Excerpt
She adds: “When my female boss decided to call for the health teams to take her to hospital, two days after her husband had been admitted, she was very weak and almost unconscious. She was pronounced dead shortly after admission at Mubende hospital.”

Nantubiro’s narration corroborates with the information gathered by this paper that the residents of Kikandwa Village in Kassanda District were very hostile to the Ebola emergency response teams. They often resisted any attempt to have the sensitisation for the community and contact tracing done, according to Ms Phoebe Namulindwa, the Kassanda Resident District Commissioner (RDC) and the District Ebola taskforce chairperson.

“Because my bosses had been diagnosed with the Ebola Virus Disease and I shared almost everything with them, since my job involved washing their clothes, even when my female boss became ill, it’s likely that the constant contact with them was the root cause of my sickness,” she recalls. 

“It is also likely that the Ebola health emergency teams had already listed me as a contact and were monitoring my movements. When my female boss died and was buried, I became suspicious. At the same time, I felt general body weakness, cold, and lost my appetite,” she adds. 

At first, Nantubiro got confused and worried that the rumours about patients going into the Ebola Isolation Centre at Mubende hospital were dying, were true. The fact that her female boss died just a few days after she was taken to the facility brought even more fears.

“I had conceived and was carrying a four-month pregnancy at the time I started experiencing constant colds and fever. I feared going to the health centre but was convinced by one of the health workers to visit the health centre at Kikandwa,” she says.

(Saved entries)
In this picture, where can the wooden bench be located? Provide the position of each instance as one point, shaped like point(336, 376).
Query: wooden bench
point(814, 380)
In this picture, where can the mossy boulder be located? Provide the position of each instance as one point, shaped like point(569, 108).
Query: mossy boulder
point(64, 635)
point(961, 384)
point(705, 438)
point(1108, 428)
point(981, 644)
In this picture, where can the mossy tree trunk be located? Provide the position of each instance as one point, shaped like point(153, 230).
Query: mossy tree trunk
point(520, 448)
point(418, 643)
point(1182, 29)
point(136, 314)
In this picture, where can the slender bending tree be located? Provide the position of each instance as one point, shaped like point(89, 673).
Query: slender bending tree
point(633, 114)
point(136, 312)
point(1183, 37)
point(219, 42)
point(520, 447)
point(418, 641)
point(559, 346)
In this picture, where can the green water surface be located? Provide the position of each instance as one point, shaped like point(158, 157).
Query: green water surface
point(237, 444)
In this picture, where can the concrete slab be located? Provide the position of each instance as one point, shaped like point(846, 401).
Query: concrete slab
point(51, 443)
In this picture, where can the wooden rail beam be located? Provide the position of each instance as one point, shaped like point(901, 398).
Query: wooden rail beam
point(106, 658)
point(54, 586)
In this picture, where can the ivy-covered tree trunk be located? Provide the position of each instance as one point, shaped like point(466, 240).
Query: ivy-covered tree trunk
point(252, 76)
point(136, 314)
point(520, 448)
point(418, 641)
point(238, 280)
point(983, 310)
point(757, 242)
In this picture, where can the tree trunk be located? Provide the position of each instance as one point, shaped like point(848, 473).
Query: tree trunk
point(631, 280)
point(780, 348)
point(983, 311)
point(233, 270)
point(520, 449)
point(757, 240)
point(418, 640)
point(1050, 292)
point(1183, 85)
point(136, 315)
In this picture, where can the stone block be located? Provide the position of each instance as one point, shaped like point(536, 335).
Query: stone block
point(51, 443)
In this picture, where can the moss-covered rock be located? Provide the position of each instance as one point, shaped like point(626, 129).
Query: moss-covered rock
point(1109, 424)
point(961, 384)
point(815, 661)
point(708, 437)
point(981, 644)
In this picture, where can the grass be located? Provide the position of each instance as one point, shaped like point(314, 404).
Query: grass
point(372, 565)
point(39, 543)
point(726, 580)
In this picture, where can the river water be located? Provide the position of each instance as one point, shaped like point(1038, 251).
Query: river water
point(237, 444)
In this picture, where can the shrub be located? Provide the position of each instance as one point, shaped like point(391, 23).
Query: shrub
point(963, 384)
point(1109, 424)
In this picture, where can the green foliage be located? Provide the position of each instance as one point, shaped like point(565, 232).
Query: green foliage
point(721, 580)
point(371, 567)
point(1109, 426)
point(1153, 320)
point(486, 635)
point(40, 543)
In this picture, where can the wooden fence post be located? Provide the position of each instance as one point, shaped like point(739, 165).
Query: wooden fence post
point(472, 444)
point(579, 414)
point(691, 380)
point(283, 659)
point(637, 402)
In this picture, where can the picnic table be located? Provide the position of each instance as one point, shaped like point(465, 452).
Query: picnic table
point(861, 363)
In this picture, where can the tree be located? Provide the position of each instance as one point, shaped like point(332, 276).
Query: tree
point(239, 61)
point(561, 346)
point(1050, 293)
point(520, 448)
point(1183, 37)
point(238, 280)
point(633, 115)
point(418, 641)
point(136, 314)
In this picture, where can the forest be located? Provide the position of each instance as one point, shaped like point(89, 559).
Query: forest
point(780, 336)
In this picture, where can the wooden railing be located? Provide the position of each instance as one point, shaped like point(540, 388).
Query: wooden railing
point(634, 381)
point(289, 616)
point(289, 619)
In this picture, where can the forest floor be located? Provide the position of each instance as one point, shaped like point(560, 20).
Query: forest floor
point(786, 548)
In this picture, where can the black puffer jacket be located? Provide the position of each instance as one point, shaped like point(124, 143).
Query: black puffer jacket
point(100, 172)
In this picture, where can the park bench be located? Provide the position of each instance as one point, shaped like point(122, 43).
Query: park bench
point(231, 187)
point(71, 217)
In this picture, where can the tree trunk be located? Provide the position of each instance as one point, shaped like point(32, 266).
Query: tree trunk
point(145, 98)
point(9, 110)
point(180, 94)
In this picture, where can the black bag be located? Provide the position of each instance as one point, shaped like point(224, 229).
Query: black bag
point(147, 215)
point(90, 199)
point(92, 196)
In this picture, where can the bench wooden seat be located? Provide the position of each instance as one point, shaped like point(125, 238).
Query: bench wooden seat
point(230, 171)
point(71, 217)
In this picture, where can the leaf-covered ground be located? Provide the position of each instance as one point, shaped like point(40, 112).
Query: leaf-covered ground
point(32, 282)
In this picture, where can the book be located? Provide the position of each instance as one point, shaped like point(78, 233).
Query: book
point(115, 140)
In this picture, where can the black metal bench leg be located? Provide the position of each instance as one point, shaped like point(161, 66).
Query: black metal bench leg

Required work
1. Decide whether each statement agrees with the Ebola excerpt, answering yes or no and quoting the words of the excerpt that settle it. (a) The female boss died at Mubende hospital shortly after being admitted. (b) Nantubiro's job involved cooking for her bosses. (c) Nantubiro went to the health centre at Kikandwa without anyone persuading her.
2. Using the Ebola excerpt, answer these questions:
(a) Who is the Kassanda Resident District Commissioner?
(b) How many months pregnant was Nantubiro when the colds and fever began?
(c) How many days after her husband's admission did the female boss call for the health teams?
3. Carry on the Ebola excerpt from its final sentence.
The listing above is separate material, unconnected with the Ebola excerpt.

Results
1.
(a) Yes: "She was pronounced dead shortly after admission at Mubende hospital."
(b) No: "since my job involved washing their clothes"
(c) No: "I feared going to the health centre but was convinced by one of the health workers to visit the health centre at Kikandwa"

2.
(a) Ms Phoebe Namulindwa
(b) Four months
(c) Two days

3.
When Nantubiro got there, the health officials had already laid a trap. She found a waiting ambulance and health teams dressed in protective gear. They forced her to get into the waiting ambulance. She was driven to Mubende Ebola isolation facility.

During the first two days of admission, Nantubiro was not very sick and could afford to walk inside the patient ward. However, she got scared when she saw other patients struggling, falling off their beds and making uncoordinated statements. That’s when Nantubiro realised that death was a big possibility.

“I became very weak, lost appetite and lost some of the body senses. This is when I realised that my days were numbered. I saw some patients collapse and die during the more than three weeks I spent at the Ebola treatment unit in Mubende,” Nantubiro tells this paper.

During the third week of November 2022 on a Tuesday morning, Nantubiro received the good news regarding her health status. She was Ebola free. She was handed over to the team of counsellors to take her through what to expect after leaving the facility.

“I found a very kind and loving health team at Mubende hospital. In my life I had never experienced such loving medical teams. They gave us food, helped wash clothes for the very sick and became our caregivers,” Nantubiro says in praise of the Mubende hospital medical teams.

Upon discharge, she was asked about the safest place where she could resettle.
“I did not want to go back to Kassanda because my female boss had died. I wanted to reunite with my family in Mbuya, Madudu Sub-county in Mubende District,” she says. 

Her request was granted and Nantubiro was reunited with her family after sensitisation of the community. Nantubiro was supposed to be always monitored by the health teams at Mubende hospital since she was pregnant. She had been instructed not to go for antenatal care at the private clinics since she was under monitoring by the Mubende hospital medical teams. Sadly, two weeks after being discharged, it was discovered that her baby had died inside the womb. 

“I believe that my baby died because of the Ebola virus disease that affected my life. Luckily, I now feel better,” she says.

Nantubiro adds that she has not experienced health challenges after her discharge from hospital, apart from the pregnancy that she lost. She, however, appeals for the continued sensitisation of the communities against discrimination of the survivors, including families that lost dear ones to the Ebola Virus Disease.